[Reading passage Boundary: Start]

Conscripts trigger wave of gun violence in Russia-Ukraine border villages
Istanbul: Gun crime in Russia has risen by nearly a third in the past ten months as Russian regions bordering Ukraine reported a flurry of shoot-outs involving recently mobilised men.
Russia recorded about 5000 offences involving firearms, ammunition and explosives between January and October this year, a 30 per cent increase on the same period last year, police data published last week showed.
Gun crime has skyrocketed since the beginning of Vladimir Putin’s partial military mobilisation, which triggered attacks on military recruitment offices and shoot-outs involving military men and poorly trained conscripts.
In Moscow this year, the number of offences involving firearms doubled. But the impact of the war was most clear in the Kursk and Belgorod regions bordering Ukraine, where gun crime increased sixfold and twofold respectively, the police data showed.
Vladimir Mikhalevich, of the Kremlin-friendly charity group Officers of Russia, sought to blame the rise in gun crime on “anxiety” caused by the war in Ukraine and shelling in Russian border villages in particular.
“Everyone is probably trying to stock up on weapons already,” he told the Govorit Moskva radio station. “When there is a threat of bombing, people get scared.”
The data suggested the black market for weapons has been burgeoning since the invasion of Ukraine began in February, with police reporting that theft and extortion of firearms, ammunition and explosives rose by 12 per cent in the first 10 months of the year.
Across Russia, dozens of military recruitment offices have been attacked with Molotov cocktails and explosives in one of the few desperate ways for Russian men to protest against the war.

[Reading passage Boundary: End]
[Raw data Boundary: Start]

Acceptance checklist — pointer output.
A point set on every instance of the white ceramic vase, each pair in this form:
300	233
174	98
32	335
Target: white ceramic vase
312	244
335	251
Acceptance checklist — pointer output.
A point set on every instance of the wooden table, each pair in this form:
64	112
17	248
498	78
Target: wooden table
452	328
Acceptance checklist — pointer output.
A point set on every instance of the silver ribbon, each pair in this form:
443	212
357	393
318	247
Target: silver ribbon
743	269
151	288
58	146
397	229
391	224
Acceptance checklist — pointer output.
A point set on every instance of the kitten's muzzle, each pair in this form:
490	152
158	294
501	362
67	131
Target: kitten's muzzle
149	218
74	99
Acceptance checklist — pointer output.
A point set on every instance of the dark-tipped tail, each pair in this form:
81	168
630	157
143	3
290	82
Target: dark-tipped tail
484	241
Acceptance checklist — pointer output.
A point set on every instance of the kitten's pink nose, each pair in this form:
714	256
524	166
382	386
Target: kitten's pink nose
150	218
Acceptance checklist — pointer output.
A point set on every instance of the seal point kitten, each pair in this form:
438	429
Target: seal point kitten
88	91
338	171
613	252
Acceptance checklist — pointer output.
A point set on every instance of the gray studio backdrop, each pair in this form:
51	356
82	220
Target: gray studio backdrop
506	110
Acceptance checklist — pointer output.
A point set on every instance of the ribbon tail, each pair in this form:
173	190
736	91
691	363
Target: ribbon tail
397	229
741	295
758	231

[Raw data Boundary: End]
[Raw data Boundary: Start]

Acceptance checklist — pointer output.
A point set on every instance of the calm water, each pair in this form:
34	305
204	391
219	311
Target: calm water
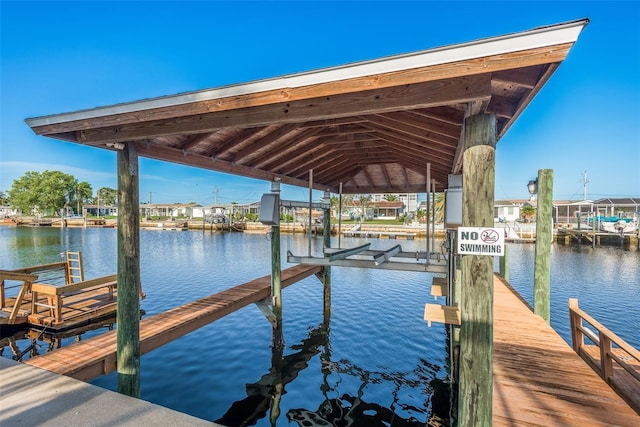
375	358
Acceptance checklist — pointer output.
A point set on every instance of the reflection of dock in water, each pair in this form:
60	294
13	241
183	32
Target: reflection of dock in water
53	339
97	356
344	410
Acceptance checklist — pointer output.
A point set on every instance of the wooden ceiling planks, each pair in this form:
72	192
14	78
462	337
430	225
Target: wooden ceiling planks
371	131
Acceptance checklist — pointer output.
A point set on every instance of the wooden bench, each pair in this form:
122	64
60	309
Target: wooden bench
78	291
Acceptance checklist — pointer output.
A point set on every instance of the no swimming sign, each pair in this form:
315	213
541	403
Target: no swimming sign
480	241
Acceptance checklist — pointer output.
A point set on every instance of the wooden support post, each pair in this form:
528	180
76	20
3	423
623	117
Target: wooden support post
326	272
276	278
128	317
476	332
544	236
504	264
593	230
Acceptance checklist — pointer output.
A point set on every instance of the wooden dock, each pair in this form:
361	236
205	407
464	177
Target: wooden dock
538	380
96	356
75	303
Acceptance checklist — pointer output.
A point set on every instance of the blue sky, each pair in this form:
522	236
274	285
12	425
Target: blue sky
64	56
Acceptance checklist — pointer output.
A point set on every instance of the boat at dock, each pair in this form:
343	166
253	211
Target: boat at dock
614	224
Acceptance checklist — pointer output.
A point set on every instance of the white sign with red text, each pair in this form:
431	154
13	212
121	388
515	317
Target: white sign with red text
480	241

[Raw data Boundary: End]

Tasks to complete:
**1.** Answer these questions using the gun crime article:
(a) About how many offences involving firearms, ammunition and explosives did Russia record between January and October?
(b) By what factor did gun crime increase in the Kursk region?
(c) Which radio station did Vladimir Mikhalevich speak to?
**2.** From the gun crime article, extract everything from "Russia recorded about" down to "last week showed.".
**3.** Do these statements agree with the gun crime article? Answer yes or no for each, and quote the words that decide it.
(a) Theft and extortion of firearms, ammunition and explosives rose by 12 per cent in the first 10 months of the year.
(b) The number of offences involving firearms in Moscow tripled this year.
(c) Vladimir Mikhalevich belongs to a Kremlin-friendly charity group.

Solutions to the exercise:
**1.**
(a) About 5000
(b) Sixfold
(c) Govorit Moskva

**2.**
Russia recorded about 5000 offences involving firearms, ammunition and explosives between January and October this year, a 30 per cent increase on the same period last year, police data published last week showed.

**3.**
(a) Yes: "theft and extortion of firearms, ammunition and explosives rose by 12 per cent in the first 10 months of the year"
(b) No: "In Moscow this year, the number of offences involving firearms doubled."
(c) Yes: "Vladimir Mikhalevich, of the Kremlin-friendly charity group Officers of Russia"